Text passage
+++

With abortion, the pro-life movement has been able to use the language of "rights and harms" that is familiar to many Americans, Anderson continued. Those who believe redefining marriage will be harmful for society and a detriment to the common good are beginning to understand this. For this reason, they point to academic research showing the difficulties caused when children are not raised by both a mother and a father, he explained.

Anderson also believes that the pro-marriage argument will be aided when news outlets begin to recognize that there are voices within the LGBT community who also oppose redefining marriage. He mentioned in particular Bobby Lopez and Doug Mainwaring.

Anderson was joined on the panel, called, "Don't Preach to the Choir: Rhetorical Strategies for the Pro-Family Movement," by Jonathan Last, journalist and author; Dr. Diane Medved, clinical psychologist and best-selling author; and Eric Teetsel, executive director of the Manhattan Declaration. It was moderated by Ruth Malhotra, Faith and Freedom Coalition publication editor.

Last made some points similar to Anderson's in his remarks. He suggested that those who believe in traditional marriage – "the crazy idea that a man and woman get married, they have kids, these kids are important to the world and society has an interest in all succeeding together" – can argue from the data because the science is on their side.

Those who do not believe in traditional marriage have argued that the world is overpopulated, children are more of a curse than a blessing, and cohabitation and single parenting are just as good as a traditional marriage. These days though, one can go to the left-of-center Brookings Institution, Last explained, and learn that all the social science data has proven that to be incorrect.

Further, Last pointed out that liberals are faced with a dilemma when it comes to population growth. While many liberals continue to argue against population growth, and practice this philosophy in their own lives, some of the government programs they support depend upon it. Social Security and Medicare, for instance, are pay-as-you-go systems in which current workers pay the benefits for current retirees. A declining birth rate has already put great financial strain upon those programs.

+++

Dataset excerpts
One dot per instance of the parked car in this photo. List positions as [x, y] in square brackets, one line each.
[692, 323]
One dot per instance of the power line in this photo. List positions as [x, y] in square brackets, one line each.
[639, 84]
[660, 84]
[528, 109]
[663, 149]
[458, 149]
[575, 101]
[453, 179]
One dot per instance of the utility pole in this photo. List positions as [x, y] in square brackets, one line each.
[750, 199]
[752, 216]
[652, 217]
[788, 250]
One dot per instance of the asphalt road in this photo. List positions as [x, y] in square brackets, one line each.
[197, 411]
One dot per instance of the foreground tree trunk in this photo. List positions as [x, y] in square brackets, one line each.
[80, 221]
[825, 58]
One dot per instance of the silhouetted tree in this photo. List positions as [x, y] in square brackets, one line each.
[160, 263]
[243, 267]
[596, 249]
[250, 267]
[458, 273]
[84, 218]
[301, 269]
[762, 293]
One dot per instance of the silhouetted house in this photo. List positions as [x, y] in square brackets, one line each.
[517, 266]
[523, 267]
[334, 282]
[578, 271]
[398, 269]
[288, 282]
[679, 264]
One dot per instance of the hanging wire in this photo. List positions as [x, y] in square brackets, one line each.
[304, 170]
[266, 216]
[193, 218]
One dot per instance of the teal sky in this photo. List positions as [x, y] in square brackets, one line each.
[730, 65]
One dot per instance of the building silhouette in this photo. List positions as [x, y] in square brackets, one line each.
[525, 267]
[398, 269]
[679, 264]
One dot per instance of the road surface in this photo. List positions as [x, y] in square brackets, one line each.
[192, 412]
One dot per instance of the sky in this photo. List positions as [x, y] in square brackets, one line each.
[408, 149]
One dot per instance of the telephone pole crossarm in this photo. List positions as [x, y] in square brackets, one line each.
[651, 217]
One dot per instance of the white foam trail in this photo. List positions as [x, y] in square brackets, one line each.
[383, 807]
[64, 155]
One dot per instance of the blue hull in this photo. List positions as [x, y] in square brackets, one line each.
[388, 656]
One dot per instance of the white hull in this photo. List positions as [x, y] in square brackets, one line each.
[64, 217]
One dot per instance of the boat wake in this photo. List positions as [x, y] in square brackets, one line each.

+++

Directions
**a.** Answer these questions from the text passage, one answer per line marked (i), (ii), (iii):
(i) Who moderated the panel?
(ii) Which two voices within the LGBT community did Anderson mention?
(iii) Which two programs does Last name as pay-as-you-go systems?
**b.** List every person the text passage names as a member of the panel "Don't Preach to the Choir: Rhetorical Strategies for the Pro-Family Movement," not counting the moderator.

Results of the exercise
**a.**
(i) Ruth Malhotra, Faith and Freedom Coalition publication editor
(ii) Bobby Lopez and Doug Mainwaring
(iii) Social Security and Medicare

**b.**
Anderson
Jonathan Last
Dr. Diane Medved
Eric Teetsel